§ **What is being asked**: Arrange the records from the line containing "the dirt shoreline" down to the line containing "0 236 456 273", both included, as a two-column CSV with the columns "text" and "answer". Give one row per record, put each field in quotation marks, and turn any line breaks into spaces.

=== Task inputs ===

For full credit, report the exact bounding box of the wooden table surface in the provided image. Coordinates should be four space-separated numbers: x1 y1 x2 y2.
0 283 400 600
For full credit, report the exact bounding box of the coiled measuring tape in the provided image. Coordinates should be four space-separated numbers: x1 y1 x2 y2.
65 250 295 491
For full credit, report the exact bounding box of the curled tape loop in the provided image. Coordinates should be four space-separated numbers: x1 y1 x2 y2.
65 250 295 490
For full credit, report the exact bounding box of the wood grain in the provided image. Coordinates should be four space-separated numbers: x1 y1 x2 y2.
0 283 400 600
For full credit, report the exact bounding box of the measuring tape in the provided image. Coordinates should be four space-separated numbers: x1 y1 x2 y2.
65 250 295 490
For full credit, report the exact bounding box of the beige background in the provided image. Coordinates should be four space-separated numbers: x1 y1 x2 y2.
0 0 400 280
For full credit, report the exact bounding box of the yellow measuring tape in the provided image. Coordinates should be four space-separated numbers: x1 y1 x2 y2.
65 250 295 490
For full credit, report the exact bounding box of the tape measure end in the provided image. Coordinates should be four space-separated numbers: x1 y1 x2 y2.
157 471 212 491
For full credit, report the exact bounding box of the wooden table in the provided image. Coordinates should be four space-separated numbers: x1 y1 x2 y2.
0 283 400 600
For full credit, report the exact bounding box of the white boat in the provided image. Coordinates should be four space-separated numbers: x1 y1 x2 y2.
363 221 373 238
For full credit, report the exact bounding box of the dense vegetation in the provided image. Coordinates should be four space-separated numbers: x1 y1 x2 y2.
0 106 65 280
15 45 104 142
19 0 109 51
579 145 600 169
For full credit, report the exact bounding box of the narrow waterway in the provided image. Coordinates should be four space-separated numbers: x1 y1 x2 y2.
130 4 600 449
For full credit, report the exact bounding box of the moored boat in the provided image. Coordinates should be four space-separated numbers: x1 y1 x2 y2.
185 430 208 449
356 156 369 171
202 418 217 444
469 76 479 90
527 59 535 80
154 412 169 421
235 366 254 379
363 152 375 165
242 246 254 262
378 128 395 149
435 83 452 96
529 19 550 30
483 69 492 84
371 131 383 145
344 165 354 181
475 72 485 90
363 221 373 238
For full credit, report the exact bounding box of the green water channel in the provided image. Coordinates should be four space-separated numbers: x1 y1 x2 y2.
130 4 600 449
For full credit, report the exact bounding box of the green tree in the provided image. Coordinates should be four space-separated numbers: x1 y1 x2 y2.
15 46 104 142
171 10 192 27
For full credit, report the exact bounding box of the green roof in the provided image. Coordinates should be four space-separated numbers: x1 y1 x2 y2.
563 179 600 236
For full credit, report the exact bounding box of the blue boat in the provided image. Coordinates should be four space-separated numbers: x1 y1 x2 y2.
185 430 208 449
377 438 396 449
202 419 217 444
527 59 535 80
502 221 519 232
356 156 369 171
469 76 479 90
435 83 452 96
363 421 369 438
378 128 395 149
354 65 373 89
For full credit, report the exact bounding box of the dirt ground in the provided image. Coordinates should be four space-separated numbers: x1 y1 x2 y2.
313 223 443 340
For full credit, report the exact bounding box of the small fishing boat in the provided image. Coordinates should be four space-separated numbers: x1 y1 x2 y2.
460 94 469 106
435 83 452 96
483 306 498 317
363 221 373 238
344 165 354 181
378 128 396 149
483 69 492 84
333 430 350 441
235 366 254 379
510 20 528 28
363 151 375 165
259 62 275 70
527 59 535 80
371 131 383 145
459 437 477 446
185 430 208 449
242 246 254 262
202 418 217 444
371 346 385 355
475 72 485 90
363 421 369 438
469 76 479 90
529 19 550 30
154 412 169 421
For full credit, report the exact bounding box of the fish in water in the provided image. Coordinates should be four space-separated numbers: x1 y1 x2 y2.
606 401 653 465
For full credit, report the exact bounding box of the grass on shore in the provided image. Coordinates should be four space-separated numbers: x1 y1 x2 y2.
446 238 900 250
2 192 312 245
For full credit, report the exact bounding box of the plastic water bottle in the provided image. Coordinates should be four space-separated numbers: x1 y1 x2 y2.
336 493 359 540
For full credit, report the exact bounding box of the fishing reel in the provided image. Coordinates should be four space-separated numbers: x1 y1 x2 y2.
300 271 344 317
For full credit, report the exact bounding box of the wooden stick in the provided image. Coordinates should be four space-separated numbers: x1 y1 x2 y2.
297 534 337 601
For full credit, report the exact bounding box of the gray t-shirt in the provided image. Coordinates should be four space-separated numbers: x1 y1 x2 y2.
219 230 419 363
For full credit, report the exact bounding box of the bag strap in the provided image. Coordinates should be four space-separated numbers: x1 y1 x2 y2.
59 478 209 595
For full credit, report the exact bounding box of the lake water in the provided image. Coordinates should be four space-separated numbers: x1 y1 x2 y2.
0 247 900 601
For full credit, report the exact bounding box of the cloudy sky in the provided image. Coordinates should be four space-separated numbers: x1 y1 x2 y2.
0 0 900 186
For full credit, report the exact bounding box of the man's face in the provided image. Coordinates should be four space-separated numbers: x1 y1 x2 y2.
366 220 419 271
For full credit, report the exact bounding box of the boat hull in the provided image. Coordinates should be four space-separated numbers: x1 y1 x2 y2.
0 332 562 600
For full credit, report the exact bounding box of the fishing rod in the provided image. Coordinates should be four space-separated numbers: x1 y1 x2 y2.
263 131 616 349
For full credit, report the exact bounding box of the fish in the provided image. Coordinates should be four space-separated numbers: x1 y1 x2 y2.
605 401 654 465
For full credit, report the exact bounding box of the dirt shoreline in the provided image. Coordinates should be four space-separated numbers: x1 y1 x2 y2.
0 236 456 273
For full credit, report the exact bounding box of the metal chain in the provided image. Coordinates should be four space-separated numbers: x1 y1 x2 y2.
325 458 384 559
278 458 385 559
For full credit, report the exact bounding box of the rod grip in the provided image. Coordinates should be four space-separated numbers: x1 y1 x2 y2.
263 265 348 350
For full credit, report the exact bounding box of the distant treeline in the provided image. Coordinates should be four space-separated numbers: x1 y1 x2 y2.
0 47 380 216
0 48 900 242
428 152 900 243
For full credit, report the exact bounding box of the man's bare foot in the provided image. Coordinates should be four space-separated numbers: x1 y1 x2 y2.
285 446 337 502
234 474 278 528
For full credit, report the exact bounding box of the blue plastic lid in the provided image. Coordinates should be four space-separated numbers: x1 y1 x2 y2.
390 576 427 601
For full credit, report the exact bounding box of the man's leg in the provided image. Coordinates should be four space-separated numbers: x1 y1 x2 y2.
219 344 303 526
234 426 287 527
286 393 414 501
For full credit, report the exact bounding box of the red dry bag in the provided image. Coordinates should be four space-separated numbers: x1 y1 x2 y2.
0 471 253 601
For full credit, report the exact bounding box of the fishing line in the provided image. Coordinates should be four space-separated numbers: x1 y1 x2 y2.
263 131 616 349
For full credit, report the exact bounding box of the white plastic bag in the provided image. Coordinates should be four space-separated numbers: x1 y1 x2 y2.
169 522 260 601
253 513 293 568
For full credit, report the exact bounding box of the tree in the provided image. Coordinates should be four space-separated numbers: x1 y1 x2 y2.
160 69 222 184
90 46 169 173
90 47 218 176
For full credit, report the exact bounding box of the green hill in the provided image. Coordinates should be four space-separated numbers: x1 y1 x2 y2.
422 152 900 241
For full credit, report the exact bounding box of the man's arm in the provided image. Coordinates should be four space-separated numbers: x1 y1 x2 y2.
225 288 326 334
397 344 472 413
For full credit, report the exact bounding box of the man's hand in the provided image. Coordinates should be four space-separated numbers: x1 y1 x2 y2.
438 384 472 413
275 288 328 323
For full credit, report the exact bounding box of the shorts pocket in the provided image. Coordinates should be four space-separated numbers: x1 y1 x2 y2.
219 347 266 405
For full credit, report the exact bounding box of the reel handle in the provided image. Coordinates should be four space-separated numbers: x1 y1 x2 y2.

===

§ **Solution to the problem**:
text,answer
"For full credit, report the exact bounding box of the dirt shoreline in the provided image. Coordinates should be four space-separated numbers: x1 y1 x2 y2.","0 236 456 273"